Effect of Cutting off Irrigation on Yield and Competition and Economic Indices of Intercropping Barley (Hordeum spp.) with Legumes

Document Type : Scientific - Research


1 College of Agriculture and Natural Resources of Darab, Shiraz University

2 Department of Agro-ecology, Faculty of Agriculture and Natural Resources of Darab, Shiraz University, shiraz, Iran


Intercropping is an old and widespread practice used in low input cropping systems in many areas of the world. Intercropping systems, especially those employing cereals with legumes, have several major advantages such as higher total yield and better land use efficiency yield stability of the cropping system, better utilization of light, water, and nutrients. The reasons for the higher yield in such systems is that the intercropped species do not compete exactly for the same growth resource niche and thereby tend to use the available resources in a complementary way. Several indices such as land equivalent ratio (LER), competitive ratio (CR), aggressivity (A), actual yield loss (AYL), and intercropping advantage (IA) have been developed to describe the competition and the economic advantage in intercropping. With respect to drought stress in late season of Sothern Iran and the importance of intercropping to reach stability and sustainability in production, the aim of this study was to assess the changes in yield and competition and economic indices of intercropping barley with legumes under late season drought stress.
Materials and Methods
A field experiment was conducted to evaluate the competitive and economic indices of intercropping barley cultivars with pea and fababean under different irrigation regimes at College of Agriculture and Natural Resources of Darab, Shiraz University during 2014 growing season. Treatments were included two levels of irrigation regimes (full irrigation and cutting off irrigation at milk development of barley) and 8 cropping treatments consisted of monoculture of Nimroz tow-rowed barley, Zehak six-rowed barley, pea and fababean and intercropping of Nimroz+pea, Nimroz+fababean, Zehak+pea and Zehak+fababean with a ratio of 1:1 which laid out as split plot arrangement in randomized complete block design with three replicates. Competitive and economic indices were including land equivalent ratio (LER), competitive ratio (CR), aggressivity (A), actual yield loss (AYL), intercropping advantage (IA), and system productivity index (SPI). Analysis of the variance was performed using MSTATC ver 2.10 software (1991) and the mean comparisons were performed by LSD test at 5% probability level.

Your goal:
Using the barley intercropping text, explain in one to three sentences why intercropping systems give a higher yield. Rely only on the text above.

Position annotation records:
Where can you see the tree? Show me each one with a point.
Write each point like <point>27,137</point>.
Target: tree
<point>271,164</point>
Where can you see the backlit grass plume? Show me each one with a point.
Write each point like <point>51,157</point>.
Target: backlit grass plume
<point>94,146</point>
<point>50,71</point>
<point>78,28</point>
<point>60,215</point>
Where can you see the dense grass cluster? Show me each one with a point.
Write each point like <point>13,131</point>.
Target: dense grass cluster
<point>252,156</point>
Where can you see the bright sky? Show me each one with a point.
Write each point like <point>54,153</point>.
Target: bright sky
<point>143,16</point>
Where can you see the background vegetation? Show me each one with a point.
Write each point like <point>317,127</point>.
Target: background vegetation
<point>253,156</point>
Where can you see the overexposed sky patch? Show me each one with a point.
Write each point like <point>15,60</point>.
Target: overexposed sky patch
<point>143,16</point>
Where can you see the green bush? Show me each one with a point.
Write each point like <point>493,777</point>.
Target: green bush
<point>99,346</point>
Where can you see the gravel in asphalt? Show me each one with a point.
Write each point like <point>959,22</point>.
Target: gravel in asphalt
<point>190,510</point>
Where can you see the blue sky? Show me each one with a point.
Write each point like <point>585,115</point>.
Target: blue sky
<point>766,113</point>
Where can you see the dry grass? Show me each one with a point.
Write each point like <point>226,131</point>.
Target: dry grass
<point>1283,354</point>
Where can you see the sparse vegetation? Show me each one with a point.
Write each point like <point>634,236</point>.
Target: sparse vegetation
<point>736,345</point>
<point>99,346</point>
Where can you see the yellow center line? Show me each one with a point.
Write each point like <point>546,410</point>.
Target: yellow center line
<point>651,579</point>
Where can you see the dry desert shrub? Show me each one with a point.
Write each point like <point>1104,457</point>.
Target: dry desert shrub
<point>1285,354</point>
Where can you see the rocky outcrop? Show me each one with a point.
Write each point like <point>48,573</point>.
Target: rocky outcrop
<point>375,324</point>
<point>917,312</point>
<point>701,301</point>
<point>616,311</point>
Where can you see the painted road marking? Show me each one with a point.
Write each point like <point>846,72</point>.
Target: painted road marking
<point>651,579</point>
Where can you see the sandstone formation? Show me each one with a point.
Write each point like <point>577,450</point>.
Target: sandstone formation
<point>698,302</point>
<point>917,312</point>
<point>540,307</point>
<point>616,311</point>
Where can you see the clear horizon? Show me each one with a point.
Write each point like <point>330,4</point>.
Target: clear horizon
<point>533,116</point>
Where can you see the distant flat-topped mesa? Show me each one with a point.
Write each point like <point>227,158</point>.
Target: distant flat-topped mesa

Correct response:
The species grown together do not compete for exactly the same growth resource niche. Because of this, they tend to use the available resources in a complementary way, which leads to the higher yield.